**WHAT YOU WILL DO:**
A) In the passage about the queen, whose studio was the only master's studio she ever visited?
B) Retype the passage about the queen between "The queen was" and "until old age.", inclusive.
C) Extend the passage about the queen, picking up after its final sentence.

**SELECTED PASSAGE:**
The queen was not altogether free from that morbid tendency of mind which comes of excessive study of incidents of sorrow and suffering. Her habit of accumulating sepulchral memorials of relations and friends was one manifestation of it. But it was held in check by an innate cheerfulness of disposition and by her vivacious curiosity regarding all that passed in the domestic and political circles of which she was the centre. She took a deep interest in her servants. She was an admirable hostess, personally consulting her guests' comfort. The ingenuousness of youth was never wholly extinguished in her. She was easily amused, and was never at a loss for recreation. Round games of cards or whist she abandoned in later years altogether; but she sketched, played the piano, sang, did needlework until old age.
The queen's artistic sense was not strong. In furniture and dress she preferred the fashions of her early married years to any other. She was never a judge of painting, and she bestowed her main patronage on portrait painters like Winterhalter and Von Angeli, and on sculptors like Boehm, who had little beyond their German nationality to recommend them. ‘The only studio of a master that she ever visited was that of Leighton, whose “Procession of Cimabue” the prince consort had bought for her, and whom she thought delightful, though perhaps more as an accomplished and highly agreeable courtier than as a painter.’ In music she showed greater taste. Staunch to the heroes of her youth, she always appreciated the operas of Rossini, Bellini, and Donizetti; Handel and Bach bored her, but Mendelssohn also won her early admiration, and Gounod and Sullivan fascinated her later. She never understood or approved Wagner or his school. She was devoted to the theatre from girlhood, and all her enthusiasm revived when in her last years she restored the dramatic performances at court, which her mourning had long interrupted. She was not well read, and although she emulated her husband's respect for literature, it entered little into the business or recreation of her life.

**SOURCE EXCERPT:**
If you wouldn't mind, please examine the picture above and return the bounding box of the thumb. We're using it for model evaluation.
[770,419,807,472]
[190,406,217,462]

**THE REPLIES:**
A) Leighton's

B)
The queen was not altogether free from that morbid tendency of mind which comes of excessive study of incidents of sorrow and suffering. Her habit of accumulating sepulchral memorials of relations and friends was one manifestation of it. But it was held in check by an innate cheerfulness of disposition and by her vivacious curiosity regarding all that passed in the domestic and political circles of which she was the centre. She took a deep interest in her servants. She was an admirable hostess, personally consulting her guests' comfort. The ingenuousness of youth was never wholly extinguished in her. She was easily amused, and was never at a loss for recreation. Round games of cards or whist she abandoned in later years altogether; but she sketched, played the piano, sang, did needlework until old age.

C)
In talk she appreciated homely wit of a quiet kind, and laughed without restraint when a jest or anecdote appealed to her. Subtlety or indelicacy offended her, and sometimes evoked a scornful censure. Although she naturally expected courtesy of address, and resented brusque expression of contradiction or dissent, she was not conciliated by obsequiousness. ‘It is useless to ask 4's opinion,’ she would say; ‘he only tries to echo mine.’ Her own conversation had often the charm of naïveté. When told that a very involved piece of modern German music, to which she was listening with impatience, was a ‘drinking song’ by Rubinstein, she remarked, ‘Why, you could not drink a cup of tea to that.’ Her memory was unusually sound, and errors which were made in her hearing on matters familiar to her she corrected with briskness and point.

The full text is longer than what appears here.